WHAT NEEDS TO BE DONE
Swap "clicks" for "points" in the lines starting at the one containing "The prompts of" and ending at the one containing "box: [736, 414, 1199, 787]", and give back only those lines with nothing else altered.

TASK INPUTS
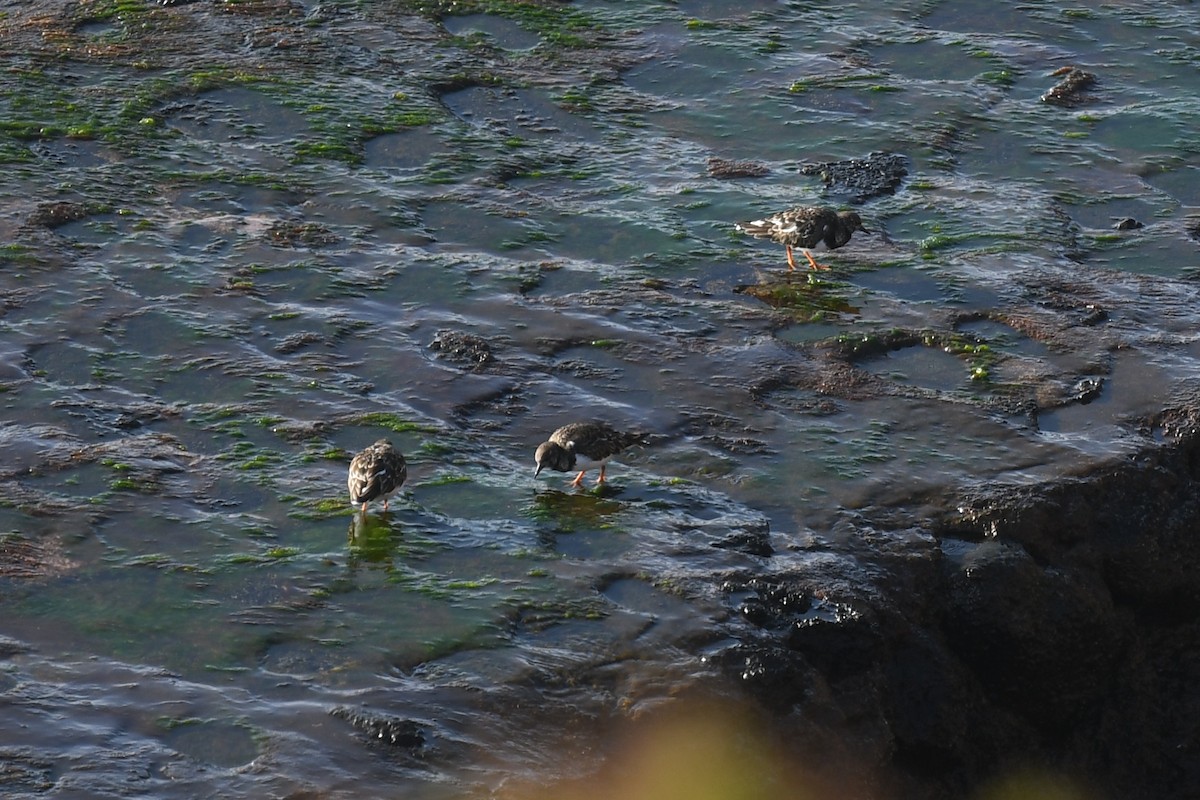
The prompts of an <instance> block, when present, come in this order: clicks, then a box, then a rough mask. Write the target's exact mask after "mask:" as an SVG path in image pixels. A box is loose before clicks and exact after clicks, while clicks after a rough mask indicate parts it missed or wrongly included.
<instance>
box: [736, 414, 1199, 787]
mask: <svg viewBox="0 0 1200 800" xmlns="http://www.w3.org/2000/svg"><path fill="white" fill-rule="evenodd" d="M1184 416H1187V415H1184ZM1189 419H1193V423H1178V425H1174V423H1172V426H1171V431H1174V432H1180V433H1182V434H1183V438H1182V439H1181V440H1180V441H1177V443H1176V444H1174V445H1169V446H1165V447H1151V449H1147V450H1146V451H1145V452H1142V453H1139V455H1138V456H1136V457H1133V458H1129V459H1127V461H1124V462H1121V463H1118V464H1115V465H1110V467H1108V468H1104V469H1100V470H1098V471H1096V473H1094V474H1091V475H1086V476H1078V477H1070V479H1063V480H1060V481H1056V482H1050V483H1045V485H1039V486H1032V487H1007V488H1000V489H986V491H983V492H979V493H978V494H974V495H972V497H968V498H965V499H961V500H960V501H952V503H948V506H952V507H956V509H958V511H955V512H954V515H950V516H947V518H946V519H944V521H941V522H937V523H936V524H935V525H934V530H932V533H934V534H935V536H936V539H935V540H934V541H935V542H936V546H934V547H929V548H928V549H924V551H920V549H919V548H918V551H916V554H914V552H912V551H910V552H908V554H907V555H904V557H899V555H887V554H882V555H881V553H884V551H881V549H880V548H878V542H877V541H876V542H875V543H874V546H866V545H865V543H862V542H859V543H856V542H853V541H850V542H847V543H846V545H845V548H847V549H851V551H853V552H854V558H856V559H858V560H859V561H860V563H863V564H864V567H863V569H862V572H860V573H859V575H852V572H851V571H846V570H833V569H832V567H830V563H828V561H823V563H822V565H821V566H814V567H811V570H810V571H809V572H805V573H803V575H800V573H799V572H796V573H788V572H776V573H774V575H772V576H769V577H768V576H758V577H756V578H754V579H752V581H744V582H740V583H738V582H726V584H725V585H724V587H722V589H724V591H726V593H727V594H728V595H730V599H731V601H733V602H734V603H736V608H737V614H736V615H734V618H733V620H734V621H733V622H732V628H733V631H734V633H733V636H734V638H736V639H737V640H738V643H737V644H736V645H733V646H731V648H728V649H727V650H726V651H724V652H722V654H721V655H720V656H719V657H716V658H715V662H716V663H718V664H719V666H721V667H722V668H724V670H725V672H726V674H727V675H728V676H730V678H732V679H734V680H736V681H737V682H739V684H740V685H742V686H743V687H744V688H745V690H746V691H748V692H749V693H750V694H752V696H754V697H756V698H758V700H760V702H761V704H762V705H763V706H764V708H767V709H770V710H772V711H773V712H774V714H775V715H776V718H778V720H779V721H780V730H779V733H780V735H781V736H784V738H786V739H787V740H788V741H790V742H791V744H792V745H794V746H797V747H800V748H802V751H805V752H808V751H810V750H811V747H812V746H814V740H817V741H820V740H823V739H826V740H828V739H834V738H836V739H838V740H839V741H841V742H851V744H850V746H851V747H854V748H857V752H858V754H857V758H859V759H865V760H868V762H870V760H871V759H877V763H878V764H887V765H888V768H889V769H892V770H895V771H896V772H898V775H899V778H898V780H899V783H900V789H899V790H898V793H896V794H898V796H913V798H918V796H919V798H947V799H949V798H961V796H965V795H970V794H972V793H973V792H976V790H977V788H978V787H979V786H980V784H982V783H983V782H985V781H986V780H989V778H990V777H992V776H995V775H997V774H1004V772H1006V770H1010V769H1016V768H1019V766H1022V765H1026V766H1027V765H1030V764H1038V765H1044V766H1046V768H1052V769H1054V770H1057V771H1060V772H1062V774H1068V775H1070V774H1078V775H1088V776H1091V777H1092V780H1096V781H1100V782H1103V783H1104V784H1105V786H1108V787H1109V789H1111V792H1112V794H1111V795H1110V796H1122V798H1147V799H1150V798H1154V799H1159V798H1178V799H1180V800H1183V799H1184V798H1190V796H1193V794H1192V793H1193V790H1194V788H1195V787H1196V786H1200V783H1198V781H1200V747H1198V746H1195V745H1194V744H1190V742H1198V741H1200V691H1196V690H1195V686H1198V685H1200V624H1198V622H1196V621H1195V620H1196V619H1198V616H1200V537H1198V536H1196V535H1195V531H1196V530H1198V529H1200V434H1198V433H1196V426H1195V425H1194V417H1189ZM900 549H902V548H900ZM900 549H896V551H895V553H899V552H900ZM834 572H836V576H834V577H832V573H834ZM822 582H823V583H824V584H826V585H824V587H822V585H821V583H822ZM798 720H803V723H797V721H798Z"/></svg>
---
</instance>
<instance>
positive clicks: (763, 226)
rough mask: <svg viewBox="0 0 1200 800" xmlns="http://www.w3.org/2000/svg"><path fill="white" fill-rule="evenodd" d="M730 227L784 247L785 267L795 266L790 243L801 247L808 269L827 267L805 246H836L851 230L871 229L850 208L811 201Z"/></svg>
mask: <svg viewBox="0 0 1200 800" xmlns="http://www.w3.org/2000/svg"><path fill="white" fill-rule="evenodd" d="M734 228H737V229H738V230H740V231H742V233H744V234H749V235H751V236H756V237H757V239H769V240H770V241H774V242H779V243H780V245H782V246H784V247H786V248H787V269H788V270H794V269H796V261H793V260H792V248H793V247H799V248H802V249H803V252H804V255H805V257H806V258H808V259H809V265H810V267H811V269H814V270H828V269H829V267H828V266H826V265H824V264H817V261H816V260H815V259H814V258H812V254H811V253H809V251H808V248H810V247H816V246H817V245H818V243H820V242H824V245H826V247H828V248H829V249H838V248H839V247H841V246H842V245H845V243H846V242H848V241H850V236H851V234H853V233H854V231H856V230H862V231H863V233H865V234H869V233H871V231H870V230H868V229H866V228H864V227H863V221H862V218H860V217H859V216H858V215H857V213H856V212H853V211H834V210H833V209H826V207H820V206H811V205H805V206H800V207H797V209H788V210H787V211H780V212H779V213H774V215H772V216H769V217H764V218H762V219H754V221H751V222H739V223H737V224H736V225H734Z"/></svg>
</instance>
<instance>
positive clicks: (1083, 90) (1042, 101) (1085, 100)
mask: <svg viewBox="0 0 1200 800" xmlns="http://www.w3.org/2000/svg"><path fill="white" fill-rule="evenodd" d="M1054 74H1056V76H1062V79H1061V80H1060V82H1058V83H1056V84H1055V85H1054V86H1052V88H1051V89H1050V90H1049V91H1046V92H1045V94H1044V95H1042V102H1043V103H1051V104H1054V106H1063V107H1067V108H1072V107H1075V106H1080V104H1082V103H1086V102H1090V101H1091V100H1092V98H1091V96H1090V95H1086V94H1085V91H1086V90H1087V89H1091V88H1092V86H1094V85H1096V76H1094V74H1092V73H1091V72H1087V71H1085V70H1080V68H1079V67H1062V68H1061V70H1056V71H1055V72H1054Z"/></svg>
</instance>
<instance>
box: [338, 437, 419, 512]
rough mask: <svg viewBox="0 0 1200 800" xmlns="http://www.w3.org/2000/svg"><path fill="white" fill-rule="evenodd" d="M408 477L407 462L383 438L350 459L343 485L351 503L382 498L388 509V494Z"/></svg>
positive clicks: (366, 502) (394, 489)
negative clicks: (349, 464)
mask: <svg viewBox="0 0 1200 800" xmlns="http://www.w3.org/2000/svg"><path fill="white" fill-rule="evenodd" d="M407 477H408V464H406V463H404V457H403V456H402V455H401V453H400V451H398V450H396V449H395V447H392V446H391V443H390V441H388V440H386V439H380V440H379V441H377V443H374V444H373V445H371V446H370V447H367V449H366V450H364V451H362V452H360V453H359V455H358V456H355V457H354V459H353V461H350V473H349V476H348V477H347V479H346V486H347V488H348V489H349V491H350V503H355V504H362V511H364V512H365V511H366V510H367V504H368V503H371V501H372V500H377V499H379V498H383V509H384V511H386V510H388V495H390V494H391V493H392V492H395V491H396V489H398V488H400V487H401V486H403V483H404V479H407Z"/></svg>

RESULT FOR THIS TASK
The prompts of an <instance> block, when present, come in this order: points, then a box, then a rough mask. Write the target's exact mask after "mask:" as an SVG path in image pixels. A box is loose before points and exact after points, while points after a rough mask indicate parts it missed or wrongly included.
<instance>
box: [736, 414, 1199, 787]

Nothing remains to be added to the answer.